Let the mappings f and g satisfy Assumption 2.1 with \(q \in [1,\infty )\) and \(L \in (0,\infty )\), let \(k\in {\mathbf {N}}\), \(\alpha _0,\dots ,\alpha _{k-1}, \beta _0,\dots ,\beta _{k-1}, \gamma _0,\dots , \gamma _{k-1}\in {\mathbf {R}}\), \(\alpha _k=1\), \(\beta _k \in (0,\infty )\), and \(h_1 \in (0, \tfrac{1}{\beta _kL})\) with \(k h_1<T\). Assume that initial values \(U_h^\ell \in L^{2}(\varOmega ,\mathscr {F}_{t_\ell },{\mathbf {P}};{\mathbf {R}}^m)\) are given with \(f(U_h^\ell ) \in L^{2}(\varOmega ,\mathscr {F}_{t_\ell },{\mathbf {P}};{\mathbf {R}}^m)\) and \(g(U_h^\ell ) \in L^{2}(\varOmega ,\mathscr {F}_{t_\ell },{\mathbf {P}};{\mathbf {R}}^{m \times d})\) for all \(\ell \in \{0,\dots ,k-1\}\). Then, for every \(h\in (0,h_1]\) there exists a unique family of adapted random variables \(U_h\in \mathscr {G}_h^2\) satisfying

$$\begin{aligned} \sum _{\ell =0}^{k} \alpha _{k-\ell } U_h^{j-\ell } = h \sum _{\ell =0}^k \beta _{k-\ell } f(U_h^{j-\ell }) + \sum _{\ell =1}^k\gamma _{k-\ell } g( U_h^{j-\ell } ) \varDelta _h W^{j-\ell +1}, \end{aligned}$$
(3.1)

for \(j\in \{k,\dots ,N_h\}\). In particular, it holds true that \(U_h^j,\, f(U_h^j) \in L^2(\varOmega , {\mathscr {F}}_{t_j}, {\mathbf {P}}; {\mathbf {R}}^m)\) and \(g(U_h^j) \in L^2(\varOmega , {\mathscr {F}}_{t_j}, {\mathbf {P}}; {\mathbf {R}}^{m \times d})\) for all \(j \in \{k,\dots ,N_h\}\).

Instruction 1:
For each statement about the theorem statement, say yes or no according to whether it agrees with the text, and quote the exact words of the text that decide it.
(a) The random variables obtained are both unique and adapted.
(b) The step size h is required to be larger than h_1.
(c) The scheme relation (3.1) is required to hold only for j equal to k.
Instruction 2: According to the theorem statement, which assumption must the mappings f and g satisfy?
Instruction 3: Write a continuation of the theorem statement on the multistep scheme, starting after its last sentence.

Stored data:
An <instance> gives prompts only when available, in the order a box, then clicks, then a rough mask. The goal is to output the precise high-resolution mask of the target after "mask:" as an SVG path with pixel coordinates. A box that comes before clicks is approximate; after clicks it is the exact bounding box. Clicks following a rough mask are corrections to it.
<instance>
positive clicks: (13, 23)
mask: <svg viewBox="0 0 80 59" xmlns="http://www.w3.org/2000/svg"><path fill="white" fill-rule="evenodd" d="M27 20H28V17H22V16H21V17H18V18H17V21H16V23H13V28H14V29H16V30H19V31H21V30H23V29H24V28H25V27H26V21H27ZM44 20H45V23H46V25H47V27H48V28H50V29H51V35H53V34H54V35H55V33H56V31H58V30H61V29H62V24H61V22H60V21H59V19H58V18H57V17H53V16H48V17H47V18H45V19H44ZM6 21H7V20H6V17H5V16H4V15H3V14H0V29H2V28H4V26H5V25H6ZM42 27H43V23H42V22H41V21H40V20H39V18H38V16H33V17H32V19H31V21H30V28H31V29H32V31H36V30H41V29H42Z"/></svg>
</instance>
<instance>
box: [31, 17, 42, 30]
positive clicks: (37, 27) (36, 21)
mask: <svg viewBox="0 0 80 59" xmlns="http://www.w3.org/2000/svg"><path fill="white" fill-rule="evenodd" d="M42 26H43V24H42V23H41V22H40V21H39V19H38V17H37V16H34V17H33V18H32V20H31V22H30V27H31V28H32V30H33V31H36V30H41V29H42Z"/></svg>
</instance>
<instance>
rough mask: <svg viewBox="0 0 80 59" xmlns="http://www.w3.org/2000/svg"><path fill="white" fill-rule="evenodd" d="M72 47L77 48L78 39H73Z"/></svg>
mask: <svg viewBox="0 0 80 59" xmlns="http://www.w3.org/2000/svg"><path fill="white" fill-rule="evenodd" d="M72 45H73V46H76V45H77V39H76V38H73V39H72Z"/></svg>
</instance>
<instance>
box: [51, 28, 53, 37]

Reply 1:
(a) Yes: "there exists a unique family of adapted random variables"
(b) No: "for every \(h\in (0,h_1]\)"
(c) No: "for \(j\in \{k,\dots ,N_h\}\)"

Reply 2: Assumption 2.1.

Reply 3:
Proof

Let \(F_h :{\mathbf {R}}^m \rightarrow {\mathbf {R}}^m\), \(h\in (0,h_1]\), be the mappings defined by

$$\begin{aligned} F_h(x) := x - h \beta _k f(x), \quad x \in {\mathbf {R}}^m; \quad h\in (0,h_1]. \end{aligned}$$

Note that for every \(h \in (0,h_1]\) it holds that \(1-\beta _k h L\ge 1-\beta _k h_1 L > 0\) and from the global monotonicity condition (2.1) we have that

$$\begin{aligned} \left( F_h(x_1) - F_h(x_2), x_1 - x_2 \right)&= |x_1 - x_2 |^2 - \beta _k h \left( f(x_1) - f(x_2), x_1 - x_2 \right) \\&\ge \left( 1 - \beta _k h_1 L \right) |x_1 - x_2 |^2. \end{aligned}$$

Consequently, by Proposition 2.1 the inverse \(F_h^{-1}\) of \(F_h\) exists for every \(h \in (0, h_1]\) and is globally Lipschitz continuous with Lipschitz constant \((1-h_1 \beta L)^{-1}\). Using these properties and the fact that \(\alpha _k = 1\) we can rewrite (3.1) as

$$\begin{aligned} F_h(U_h^{j}) = R_h^j \quad \Longleftrightarrow \quad U_h^j= F_h^{-1}(R_h^j) \end{aligned}$$
(3.2)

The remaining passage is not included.